Explore the material
(1) In the committee remarks on students with disabilities, what increase did the Association for Higher Education Access and Disability identify in the number of students with disabilities studying part-time?
(2) Pick up the committee remarks on students with disabilities after their final sentence and continue them.

Text for analysis
++++++++++++++++++++
When the Union of Students in Ireland, USI, appeared before this committee earlier in the year, it highlighted the financial barriers faced by students and prospective students with disabilities. In addition, we know the cost of disability is up to more than €12,000 extra annually according to The Cost of Disability in Ireland report. The reality is that the cost remains a significant barrier for participation. As we come up to the budget, apart from the SUSI measures, what targeted supports will the Minister be proposing or pushing for current or prospective students with disabilities?

We spoke about the financial barrier created by the rigidity of the system in terms of part-time courses, which the Minister mentioned. Part-time courses suit so many people better. The Association for Higher Education Access and Disability, for example, identified an increase of 21% in the number of students with disabilities studying part-time in higher education. So much of the funding is still dependent on being full-time, however. The Minister mentioned that he has hopes to change that.

Apart from the ambition to do it, where is it at? When will it be changed? What has been done so far? What will be done?
++++++++++++++++++++
Listed records
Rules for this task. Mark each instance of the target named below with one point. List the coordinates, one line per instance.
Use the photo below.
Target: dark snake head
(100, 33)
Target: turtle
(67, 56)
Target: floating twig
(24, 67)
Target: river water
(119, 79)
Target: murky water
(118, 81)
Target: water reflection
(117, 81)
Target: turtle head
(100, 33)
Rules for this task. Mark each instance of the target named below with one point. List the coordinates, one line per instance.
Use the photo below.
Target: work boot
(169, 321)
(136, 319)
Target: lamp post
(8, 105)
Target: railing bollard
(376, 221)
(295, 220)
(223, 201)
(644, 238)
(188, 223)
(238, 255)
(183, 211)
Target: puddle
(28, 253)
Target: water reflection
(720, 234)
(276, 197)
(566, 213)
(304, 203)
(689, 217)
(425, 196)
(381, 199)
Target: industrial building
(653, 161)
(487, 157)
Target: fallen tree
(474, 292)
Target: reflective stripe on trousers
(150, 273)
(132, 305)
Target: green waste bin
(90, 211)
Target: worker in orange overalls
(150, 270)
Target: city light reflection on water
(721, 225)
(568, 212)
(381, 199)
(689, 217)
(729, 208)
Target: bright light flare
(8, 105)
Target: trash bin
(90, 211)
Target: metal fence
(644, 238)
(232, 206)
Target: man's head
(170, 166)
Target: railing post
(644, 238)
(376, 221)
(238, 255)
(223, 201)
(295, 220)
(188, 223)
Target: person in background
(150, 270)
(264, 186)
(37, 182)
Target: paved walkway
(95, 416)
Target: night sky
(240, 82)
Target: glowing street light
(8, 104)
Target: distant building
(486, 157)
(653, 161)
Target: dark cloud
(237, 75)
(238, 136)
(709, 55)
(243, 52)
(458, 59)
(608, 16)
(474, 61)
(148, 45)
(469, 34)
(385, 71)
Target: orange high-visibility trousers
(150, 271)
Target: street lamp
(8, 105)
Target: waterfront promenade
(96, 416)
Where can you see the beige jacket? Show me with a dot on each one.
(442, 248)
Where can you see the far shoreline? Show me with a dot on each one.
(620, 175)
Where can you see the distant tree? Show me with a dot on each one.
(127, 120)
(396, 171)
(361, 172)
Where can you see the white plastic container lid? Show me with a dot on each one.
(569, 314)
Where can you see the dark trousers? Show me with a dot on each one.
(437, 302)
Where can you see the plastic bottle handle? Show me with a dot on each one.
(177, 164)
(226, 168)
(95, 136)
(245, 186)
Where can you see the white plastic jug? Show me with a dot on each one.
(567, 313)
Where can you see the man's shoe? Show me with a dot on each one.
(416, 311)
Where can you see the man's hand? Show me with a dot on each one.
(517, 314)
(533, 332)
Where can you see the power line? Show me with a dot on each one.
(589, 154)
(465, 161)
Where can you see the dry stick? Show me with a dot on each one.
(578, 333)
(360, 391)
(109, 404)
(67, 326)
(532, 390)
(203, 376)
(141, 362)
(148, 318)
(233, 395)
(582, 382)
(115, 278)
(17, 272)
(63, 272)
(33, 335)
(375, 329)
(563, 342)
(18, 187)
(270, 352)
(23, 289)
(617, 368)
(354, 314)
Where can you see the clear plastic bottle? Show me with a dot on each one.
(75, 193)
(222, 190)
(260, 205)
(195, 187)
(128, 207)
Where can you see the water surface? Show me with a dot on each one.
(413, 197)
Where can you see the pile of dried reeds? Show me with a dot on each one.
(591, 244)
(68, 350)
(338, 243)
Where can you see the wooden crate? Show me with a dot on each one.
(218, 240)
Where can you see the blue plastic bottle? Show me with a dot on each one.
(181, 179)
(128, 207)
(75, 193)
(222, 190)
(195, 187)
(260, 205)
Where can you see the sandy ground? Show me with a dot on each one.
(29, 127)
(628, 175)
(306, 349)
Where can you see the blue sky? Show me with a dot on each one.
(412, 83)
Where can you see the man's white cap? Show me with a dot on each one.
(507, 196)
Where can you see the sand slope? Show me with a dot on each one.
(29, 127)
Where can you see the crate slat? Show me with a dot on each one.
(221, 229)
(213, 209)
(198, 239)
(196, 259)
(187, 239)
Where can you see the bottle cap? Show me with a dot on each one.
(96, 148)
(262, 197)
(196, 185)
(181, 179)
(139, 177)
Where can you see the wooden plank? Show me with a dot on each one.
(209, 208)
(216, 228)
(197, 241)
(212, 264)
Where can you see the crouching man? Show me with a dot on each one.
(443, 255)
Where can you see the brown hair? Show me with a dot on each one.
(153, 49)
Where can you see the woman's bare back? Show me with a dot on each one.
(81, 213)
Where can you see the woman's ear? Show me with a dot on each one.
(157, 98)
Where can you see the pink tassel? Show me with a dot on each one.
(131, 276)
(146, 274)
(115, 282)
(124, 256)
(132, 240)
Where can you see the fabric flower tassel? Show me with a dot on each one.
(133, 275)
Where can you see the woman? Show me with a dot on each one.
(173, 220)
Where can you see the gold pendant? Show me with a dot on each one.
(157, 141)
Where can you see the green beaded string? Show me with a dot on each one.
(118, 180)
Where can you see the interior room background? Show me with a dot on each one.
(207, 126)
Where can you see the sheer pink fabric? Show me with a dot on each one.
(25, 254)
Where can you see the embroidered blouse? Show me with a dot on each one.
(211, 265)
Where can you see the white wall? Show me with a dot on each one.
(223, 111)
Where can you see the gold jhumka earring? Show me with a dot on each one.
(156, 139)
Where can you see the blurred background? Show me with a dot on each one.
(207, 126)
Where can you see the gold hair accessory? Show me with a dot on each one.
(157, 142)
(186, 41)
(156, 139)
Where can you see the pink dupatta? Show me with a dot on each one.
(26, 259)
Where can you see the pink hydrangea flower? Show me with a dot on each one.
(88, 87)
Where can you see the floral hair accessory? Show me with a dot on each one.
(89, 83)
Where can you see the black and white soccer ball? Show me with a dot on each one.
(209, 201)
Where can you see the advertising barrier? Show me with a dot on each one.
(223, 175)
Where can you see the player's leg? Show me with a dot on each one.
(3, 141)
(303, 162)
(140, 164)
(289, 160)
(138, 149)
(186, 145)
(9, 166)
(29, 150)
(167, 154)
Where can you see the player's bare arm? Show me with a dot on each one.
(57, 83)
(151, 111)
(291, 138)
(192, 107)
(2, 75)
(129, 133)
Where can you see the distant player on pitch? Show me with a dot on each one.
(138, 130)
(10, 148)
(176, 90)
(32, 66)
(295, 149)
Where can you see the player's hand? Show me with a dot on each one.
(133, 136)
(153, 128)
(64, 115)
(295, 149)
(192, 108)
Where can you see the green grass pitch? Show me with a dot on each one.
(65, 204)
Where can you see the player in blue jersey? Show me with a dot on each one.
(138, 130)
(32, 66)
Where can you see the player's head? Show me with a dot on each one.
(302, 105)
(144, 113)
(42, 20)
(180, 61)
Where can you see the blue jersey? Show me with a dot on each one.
++++++++++++++++++++
Answer set
(1) An increase of 21%.

(2)
A key barrier for children and young people with disabilities is accessing primary and secondary education. It has become clear that there is a lack of planning in regard to that. We know how many children there are with additional needs in primary school, but there has been no foresight whatsoever in terms of providing places in secondary school. There is a significant lack of places at second level in ASD as a result of that. What planning is the Department doing on that to ensure there are enough places for people progressing? Is it doing that kind of modelling?

The Minister referenced different figures for apprenticeships. Did they refer to further and higher education training courses? We could not get an exact figure on that. Where did the figure come from?

The committee previously heard about the progress made by universities, including technological universities, in supporting students with disabilities. We know smaller further education colleges do not have the same capacity. Can the Minister outline what targeted supports and additional staff could, or will, be put into such organisations? They are often more locally based. Deputy Tully mentioned the fact that many people cannot live near a university. Smaller institutions are often more locally based for people who cannot live away from home without access to a full-time PA.

Photo of Michael MoynihanMichael Moynihan (Cork North West, Fianna Fail)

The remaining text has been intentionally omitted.